:: DESCRIPTION OF THE TASK ::
Starting from the line that contains "Note: spot the wooden floor", reproduce each line exactly through the end of the material, and include no other lines.

:: EXCERPTED RECORDS ::
-- Start --
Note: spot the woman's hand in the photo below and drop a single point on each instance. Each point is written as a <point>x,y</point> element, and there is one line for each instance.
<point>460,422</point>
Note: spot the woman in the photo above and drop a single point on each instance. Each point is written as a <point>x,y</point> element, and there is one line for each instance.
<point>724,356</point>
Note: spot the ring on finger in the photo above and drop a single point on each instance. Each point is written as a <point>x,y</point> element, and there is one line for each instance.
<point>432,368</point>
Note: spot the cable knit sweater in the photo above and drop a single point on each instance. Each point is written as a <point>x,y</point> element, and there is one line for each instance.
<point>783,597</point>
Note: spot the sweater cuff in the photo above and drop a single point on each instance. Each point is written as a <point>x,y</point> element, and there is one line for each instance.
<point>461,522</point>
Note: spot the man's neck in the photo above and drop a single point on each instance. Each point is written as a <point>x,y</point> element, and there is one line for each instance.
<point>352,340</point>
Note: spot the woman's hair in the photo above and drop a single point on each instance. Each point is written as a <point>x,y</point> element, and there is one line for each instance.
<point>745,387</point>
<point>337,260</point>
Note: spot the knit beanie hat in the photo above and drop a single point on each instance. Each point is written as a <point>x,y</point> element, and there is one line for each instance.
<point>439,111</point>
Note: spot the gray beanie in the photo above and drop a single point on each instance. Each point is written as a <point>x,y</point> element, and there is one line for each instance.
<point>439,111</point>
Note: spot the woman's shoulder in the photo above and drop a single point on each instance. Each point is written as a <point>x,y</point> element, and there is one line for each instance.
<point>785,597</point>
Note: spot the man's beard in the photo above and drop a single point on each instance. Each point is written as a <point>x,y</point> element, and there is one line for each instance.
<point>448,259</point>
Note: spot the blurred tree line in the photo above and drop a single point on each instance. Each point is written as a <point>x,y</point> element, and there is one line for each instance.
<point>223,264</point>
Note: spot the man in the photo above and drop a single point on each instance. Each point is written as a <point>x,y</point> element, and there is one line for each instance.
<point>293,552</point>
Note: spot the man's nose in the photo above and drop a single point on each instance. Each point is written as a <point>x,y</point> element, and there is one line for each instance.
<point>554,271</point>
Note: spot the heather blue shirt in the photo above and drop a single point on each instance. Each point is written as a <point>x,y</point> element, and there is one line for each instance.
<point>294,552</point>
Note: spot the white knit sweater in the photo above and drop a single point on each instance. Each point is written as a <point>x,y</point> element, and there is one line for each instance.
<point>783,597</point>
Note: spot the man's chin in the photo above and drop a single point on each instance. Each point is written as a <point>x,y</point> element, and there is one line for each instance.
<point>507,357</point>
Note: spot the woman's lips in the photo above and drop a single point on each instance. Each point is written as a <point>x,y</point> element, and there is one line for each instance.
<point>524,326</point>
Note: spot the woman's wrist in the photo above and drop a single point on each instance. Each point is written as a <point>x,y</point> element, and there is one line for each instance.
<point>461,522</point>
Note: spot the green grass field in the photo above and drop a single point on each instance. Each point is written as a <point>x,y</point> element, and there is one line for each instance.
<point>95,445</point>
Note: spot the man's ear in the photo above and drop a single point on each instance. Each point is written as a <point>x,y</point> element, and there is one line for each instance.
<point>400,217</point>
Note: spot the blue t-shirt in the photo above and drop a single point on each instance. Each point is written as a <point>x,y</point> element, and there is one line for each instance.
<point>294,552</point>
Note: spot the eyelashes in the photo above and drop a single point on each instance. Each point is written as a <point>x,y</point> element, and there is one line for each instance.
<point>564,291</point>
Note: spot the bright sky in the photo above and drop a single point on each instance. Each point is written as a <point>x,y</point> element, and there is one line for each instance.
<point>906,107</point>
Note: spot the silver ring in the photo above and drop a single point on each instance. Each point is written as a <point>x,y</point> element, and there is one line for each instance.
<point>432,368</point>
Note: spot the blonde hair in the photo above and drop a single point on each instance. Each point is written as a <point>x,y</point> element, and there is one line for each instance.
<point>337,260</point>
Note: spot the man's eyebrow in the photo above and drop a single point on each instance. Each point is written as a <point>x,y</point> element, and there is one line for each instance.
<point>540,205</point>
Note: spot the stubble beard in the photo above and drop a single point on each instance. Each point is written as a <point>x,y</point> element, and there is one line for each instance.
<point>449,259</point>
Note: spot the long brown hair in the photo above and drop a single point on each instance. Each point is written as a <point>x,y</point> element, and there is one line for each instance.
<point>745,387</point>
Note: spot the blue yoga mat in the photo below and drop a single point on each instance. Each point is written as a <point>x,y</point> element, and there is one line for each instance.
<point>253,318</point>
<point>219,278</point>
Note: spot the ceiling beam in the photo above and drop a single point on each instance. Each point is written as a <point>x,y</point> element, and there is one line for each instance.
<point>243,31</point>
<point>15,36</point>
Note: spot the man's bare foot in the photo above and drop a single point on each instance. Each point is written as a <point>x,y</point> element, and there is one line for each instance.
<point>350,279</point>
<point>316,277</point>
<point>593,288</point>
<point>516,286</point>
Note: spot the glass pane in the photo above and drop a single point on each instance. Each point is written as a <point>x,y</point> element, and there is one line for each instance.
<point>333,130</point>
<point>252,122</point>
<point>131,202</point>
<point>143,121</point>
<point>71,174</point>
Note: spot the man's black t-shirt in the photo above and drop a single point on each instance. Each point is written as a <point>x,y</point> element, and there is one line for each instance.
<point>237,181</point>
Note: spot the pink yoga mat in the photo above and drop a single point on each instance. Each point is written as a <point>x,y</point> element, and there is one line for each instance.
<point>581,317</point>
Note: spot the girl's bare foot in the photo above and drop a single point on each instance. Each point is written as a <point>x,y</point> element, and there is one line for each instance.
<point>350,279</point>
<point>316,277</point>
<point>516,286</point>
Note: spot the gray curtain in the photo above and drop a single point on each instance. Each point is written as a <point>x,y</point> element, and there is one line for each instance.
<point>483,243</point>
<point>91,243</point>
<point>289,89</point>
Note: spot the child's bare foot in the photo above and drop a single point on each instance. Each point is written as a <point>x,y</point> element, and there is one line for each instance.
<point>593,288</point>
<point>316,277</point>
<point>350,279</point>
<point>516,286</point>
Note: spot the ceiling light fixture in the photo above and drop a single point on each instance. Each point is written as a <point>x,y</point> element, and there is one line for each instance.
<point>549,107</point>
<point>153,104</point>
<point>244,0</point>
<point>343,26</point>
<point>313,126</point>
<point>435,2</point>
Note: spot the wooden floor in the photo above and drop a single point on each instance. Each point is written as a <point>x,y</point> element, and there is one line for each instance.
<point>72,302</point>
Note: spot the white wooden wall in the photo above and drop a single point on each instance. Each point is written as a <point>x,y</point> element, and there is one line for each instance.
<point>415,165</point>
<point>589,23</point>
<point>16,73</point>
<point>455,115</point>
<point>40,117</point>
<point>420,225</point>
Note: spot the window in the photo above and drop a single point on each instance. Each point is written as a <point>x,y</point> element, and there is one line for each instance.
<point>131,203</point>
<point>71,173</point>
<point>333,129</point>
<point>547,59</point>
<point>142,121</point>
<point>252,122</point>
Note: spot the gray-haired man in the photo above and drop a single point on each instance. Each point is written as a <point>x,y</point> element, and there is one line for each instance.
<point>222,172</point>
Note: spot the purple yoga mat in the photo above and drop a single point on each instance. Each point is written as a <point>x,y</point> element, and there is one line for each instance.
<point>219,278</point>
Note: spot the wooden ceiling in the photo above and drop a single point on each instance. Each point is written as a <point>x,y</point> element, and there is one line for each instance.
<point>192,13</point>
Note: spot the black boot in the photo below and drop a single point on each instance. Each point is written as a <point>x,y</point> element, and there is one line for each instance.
-- End --
:: WRITTEN SOLUTION ::
Note: spot the wooden floor in the photo above and drop a single point on each instance. Each point is written as a <point>x,y</point> element, and there is one line for each instance.
<point>72,302</point>
Note: spot the white wooden wall in the photo above and drop a single point on each instance. Each point is written as a <point>x,y</point> element, and there is one line for each instance.
<point>415,165</point>
<point>589,23</point>
<point>16,73</point>
<point>455,115</point>
<point>40,117</point>
<point>420,225</point>
Note: spot the window in the photo above and drop a single point on each instance. Each point is written as a <point>x,y</point> element, and there is one line for each instance.
<point>131,203</point>
<point>71,173</point>
<point>333,129</point>
<point>547,59</point>
<point>142,121</point>
<point>252,122</point>
Note: spot the gray-haired man in the photo above and drop a single point on each instance. Each point is written as a <point>x,y</point> element, and there is one line for each instance.
<point>222,172</point>
Note: spot the purple yoga mat in the photo above and drop a single point on each instance. Each point is written as a <point>x,y</point> element, and there is one line for each instance.
<point>219,278</point>
Note: spot the wooden ceiling in the photo above and drop a single point on each instance. Each point is written as a <point>x,y</point> element, and there is one line for each instance.
<point>192,13</point>
Note: spot the black boot in the photo below and drop a single point on each instance. Each point is written as a <point>x,y</point> element, and there is one line for each instance.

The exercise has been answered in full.